WORK REQUIRED
Your answer should consist of each line from the data below that contains "green".
[DATA PROVIDED — start]
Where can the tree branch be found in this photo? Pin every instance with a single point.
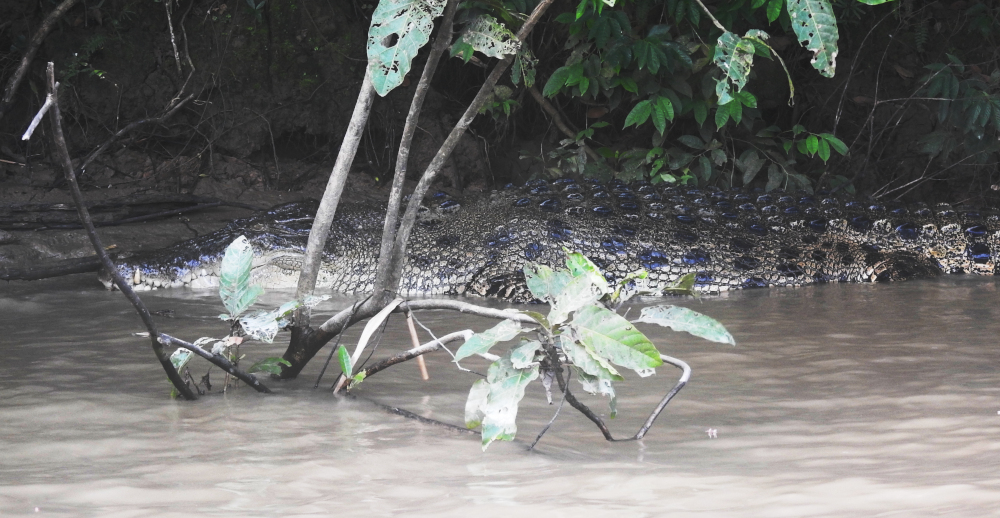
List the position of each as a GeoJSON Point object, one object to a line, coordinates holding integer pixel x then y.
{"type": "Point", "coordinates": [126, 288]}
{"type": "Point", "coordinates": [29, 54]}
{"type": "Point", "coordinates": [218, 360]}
[DATA PROVIDED — finish]
[DATA PROVIDED — start]
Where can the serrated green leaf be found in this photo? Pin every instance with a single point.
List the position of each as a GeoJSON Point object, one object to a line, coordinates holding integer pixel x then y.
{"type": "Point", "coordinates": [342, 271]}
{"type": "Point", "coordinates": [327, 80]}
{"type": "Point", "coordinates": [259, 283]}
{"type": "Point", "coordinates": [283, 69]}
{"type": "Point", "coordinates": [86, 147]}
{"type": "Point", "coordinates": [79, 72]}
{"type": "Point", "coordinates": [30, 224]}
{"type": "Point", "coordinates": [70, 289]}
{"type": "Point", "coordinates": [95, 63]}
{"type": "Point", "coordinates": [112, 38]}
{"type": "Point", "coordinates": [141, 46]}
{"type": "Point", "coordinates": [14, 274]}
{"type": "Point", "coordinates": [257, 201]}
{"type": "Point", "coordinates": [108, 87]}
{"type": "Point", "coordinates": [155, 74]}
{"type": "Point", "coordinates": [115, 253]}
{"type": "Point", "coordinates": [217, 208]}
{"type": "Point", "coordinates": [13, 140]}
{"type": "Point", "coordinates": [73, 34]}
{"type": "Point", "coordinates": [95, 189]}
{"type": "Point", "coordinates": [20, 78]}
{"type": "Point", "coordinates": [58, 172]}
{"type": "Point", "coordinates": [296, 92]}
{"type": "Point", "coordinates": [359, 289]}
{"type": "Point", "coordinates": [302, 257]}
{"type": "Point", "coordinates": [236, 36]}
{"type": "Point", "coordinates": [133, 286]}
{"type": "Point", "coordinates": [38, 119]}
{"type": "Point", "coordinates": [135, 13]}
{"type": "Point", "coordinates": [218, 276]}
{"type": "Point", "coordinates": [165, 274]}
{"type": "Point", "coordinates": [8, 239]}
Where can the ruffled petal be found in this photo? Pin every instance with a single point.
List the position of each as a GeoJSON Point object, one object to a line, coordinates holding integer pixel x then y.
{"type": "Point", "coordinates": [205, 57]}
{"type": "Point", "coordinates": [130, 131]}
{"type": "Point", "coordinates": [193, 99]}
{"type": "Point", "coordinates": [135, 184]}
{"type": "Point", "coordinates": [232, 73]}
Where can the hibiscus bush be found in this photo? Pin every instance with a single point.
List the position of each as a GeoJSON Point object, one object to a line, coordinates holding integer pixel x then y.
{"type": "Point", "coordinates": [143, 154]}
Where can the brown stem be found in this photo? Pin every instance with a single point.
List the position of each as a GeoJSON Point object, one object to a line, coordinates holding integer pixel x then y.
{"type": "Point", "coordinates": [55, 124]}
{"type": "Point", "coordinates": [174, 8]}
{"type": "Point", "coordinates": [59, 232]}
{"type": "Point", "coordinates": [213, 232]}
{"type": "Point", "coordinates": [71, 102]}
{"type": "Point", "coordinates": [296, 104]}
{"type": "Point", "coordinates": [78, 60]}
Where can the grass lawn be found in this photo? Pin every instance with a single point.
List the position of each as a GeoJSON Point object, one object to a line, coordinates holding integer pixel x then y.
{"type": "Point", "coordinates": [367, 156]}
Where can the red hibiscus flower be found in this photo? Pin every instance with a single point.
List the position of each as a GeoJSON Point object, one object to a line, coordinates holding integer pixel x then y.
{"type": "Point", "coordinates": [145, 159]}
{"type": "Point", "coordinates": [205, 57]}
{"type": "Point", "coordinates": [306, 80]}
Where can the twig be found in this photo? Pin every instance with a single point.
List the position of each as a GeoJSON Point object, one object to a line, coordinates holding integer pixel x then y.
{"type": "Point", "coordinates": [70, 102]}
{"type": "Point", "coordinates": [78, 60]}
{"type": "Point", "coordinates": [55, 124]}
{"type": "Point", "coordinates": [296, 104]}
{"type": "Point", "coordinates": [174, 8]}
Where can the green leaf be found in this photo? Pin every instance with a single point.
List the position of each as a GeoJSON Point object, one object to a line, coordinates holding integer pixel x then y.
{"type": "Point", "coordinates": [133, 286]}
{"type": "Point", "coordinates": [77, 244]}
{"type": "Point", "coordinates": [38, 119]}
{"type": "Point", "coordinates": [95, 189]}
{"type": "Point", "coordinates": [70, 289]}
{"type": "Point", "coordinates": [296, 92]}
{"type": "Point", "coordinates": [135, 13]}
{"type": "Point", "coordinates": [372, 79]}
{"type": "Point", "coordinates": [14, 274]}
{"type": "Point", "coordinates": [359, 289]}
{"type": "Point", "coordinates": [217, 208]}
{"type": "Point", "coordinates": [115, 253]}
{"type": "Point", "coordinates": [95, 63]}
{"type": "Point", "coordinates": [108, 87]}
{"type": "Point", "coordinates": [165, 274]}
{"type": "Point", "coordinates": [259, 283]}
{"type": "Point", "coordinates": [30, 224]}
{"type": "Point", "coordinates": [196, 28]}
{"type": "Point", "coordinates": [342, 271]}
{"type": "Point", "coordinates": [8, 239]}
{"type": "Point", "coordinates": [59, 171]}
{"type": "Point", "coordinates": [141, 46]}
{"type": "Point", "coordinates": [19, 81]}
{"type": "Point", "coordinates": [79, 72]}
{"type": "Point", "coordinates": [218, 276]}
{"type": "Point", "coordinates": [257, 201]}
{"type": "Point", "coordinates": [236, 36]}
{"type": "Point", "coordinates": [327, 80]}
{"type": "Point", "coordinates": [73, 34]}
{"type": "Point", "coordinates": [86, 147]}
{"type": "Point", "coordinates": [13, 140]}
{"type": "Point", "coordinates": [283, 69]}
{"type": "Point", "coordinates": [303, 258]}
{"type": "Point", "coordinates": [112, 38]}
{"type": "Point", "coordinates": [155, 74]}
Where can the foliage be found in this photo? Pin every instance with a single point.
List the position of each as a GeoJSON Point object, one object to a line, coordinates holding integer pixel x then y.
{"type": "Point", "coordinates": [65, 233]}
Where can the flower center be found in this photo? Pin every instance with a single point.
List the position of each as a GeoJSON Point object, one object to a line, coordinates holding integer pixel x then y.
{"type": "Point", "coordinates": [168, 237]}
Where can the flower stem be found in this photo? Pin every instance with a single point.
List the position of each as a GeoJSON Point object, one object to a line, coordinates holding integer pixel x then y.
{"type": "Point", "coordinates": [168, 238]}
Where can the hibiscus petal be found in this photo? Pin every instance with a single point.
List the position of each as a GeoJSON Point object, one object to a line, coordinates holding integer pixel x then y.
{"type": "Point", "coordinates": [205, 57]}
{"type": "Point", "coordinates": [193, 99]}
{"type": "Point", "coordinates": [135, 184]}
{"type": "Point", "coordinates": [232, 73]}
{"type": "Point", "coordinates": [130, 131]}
[DATA PROVIDED — finish]
RESPONSE
Where can the serrated green leaf be found in this photo? Pin every instance with a single point.
Where can the green leaf be found in this photo? Pin every instance with a single point.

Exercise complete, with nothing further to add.